[Start PROVIDED TEXT]

Stochastic processes

Last time we introduced stochastic processes

We saw three basic models:
- White noise: independent random variables - not very interesting by itself, but an essential building block in more complicated/realistic models.
- Random walk: cumulatively adding white noise - non-stationary, tendency to wander off.
- Autoregressive process AR(1): weaker dependence on previous value than random walk, is stationary or not depending on choice of parameters.
Today we will consider more stochastic process models.
First we take a recap of the three models above, and add some details.

White noise

A time series $W_t$, $t=1,\dots,n$ is white noise if the variables $W_1, W_2, \dots, W_n$ are
- independent
- identically distributed
- have mean zero and variance $\sigma^2$
From the definition it follows that white noise is a second order stationary process since
- The mean is constant ($=0$)
- The variance function $\sigma^2(t) = \sigma^2$ is constant
- The autocorrelation $Cor(W_t,W_{t+k})=0$ for all $k\neq0$, which does not depend on $t$.
Hence, we have a well-defined mean, \[\mu = 0,\] autocovariance function \[\gamma(k) = Cov(W_t, W_{t+k}) = \begin{cases} \sigma^2 \text{ for } k=0,\\ 0 \text{ for } k\neq0,\end{cases}\] and autocorrelation function \[\rho(k) = \begin{cases} 1 \text{ for } k=0,\\ 0 \text{ for } k\neq0.\end{cases}\]

Correlogram for white noise

To understand how white noise behaves we can simulate it with R and plot both the series and the autocorrelation:

w <- rnorm(100, mean = 0, sd = 1)

[End PROVIDED TEXT]

_REQUIREMENT 1:_ Reproduce the stochastic processes notes above in full, without changing anything.

[Start RECORD SET]

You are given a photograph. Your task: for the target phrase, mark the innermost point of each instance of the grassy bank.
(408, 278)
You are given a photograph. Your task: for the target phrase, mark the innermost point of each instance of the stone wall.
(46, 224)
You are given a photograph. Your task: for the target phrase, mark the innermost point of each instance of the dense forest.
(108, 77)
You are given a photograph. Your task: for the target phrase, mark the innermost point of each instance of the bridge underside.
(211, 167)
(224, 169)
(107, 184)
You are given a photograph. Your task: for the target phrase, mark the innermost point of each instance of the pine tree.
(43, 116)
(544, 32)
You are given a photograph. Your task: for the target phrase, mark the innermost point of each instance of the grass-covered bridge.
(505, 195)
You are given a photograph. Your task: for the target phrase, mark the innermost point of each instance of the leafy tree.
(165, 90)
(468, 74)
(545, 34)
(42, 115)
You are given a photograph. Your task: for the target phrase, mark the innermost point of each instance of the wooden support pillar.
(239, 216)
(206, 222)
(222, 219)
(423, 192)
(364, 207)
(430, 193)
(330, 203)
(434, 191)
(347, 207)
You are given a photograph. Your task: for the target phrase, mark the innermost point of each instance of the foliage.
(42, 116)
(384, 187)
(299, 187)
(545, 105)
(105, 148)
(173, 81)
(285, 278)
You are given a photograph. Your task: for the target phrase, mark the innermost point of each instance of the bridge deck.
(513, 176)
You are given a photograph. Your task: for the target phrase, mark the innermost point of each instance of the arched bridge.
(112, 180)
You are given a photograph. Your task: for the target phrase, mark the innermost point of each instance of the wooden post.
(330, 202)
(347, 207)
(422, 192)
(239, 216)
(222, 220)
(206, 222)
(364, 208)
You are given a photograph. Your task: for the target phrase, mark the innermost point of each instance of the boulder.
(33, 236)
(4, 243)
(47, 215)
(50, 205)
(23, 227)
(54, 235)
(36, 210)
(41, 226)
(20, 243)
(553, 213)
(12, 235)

[End RECORD SET]

_REQUIREMENT 2:_ List every line in the rows that contains the word "wooden".

_TASK ANSWER 1:_
Stochastic processes

Last time we introduced stochastic processes

We saw three basic models:
- White noise: independent random variables - not very interesting by itself, but an essential building block in more complicated/realistic models.
- Random walk: cumulatively adding white noise - non-stationary, tendency to wander off.
- Autoregressive process AR(1): weaker dependence on previous value than random walk, is stationary or not depending on choice of parameters.
Today we will consider more stochastic process models.
First we take a recap of the three models above, and add some details.

White noise

A time series $W_t$, $t=1,\dots,n$ is white noise if the variables $W_1, W_2, \dots, W_n$ are
- independent
- identically distributed
- have mean zero and variance $\sigma^2$
From the definition it follows that white noise is a second order stationary process since
- The mean is constant ($=0$)
- The variance function $\sigma^2(t) = \sigma^2$ is constant
- The autocorrelation $Cor(W_t,W_{t+k})=0$ for all $k\neq0$, which does not depend on $t$.
Hence, we have a well-defined mean, \[\mu = 0,\] autocovariance function \[\gamma(k) = Cov(W_t, W_{t+k}) = \begin{cases} \sigma^2 \text{ for } k=0,\\ 0 \text{ for } k\neq0,\end{cases}\] and autocorrelation function \[\rho(k) = \begin{cases} 1 \text{ for } k=0,\\ 0 \text{ for } k\neq0.\end{cases}\]

Correlogram for white noise

To understand how white noise behaves we can simulate it with R and plot both the series and the autocorrelation:

w <- rnorm(100, mean = 0, sd = 1)

_TASK ANSWER 2:_
You are given a photograph. Your task: for the target phrase, mark the innermost point of each instance of the wooden support pillar.
You are given a photograph. Your task: for the target phrase, mark the innermost point of each instance of the wooden post.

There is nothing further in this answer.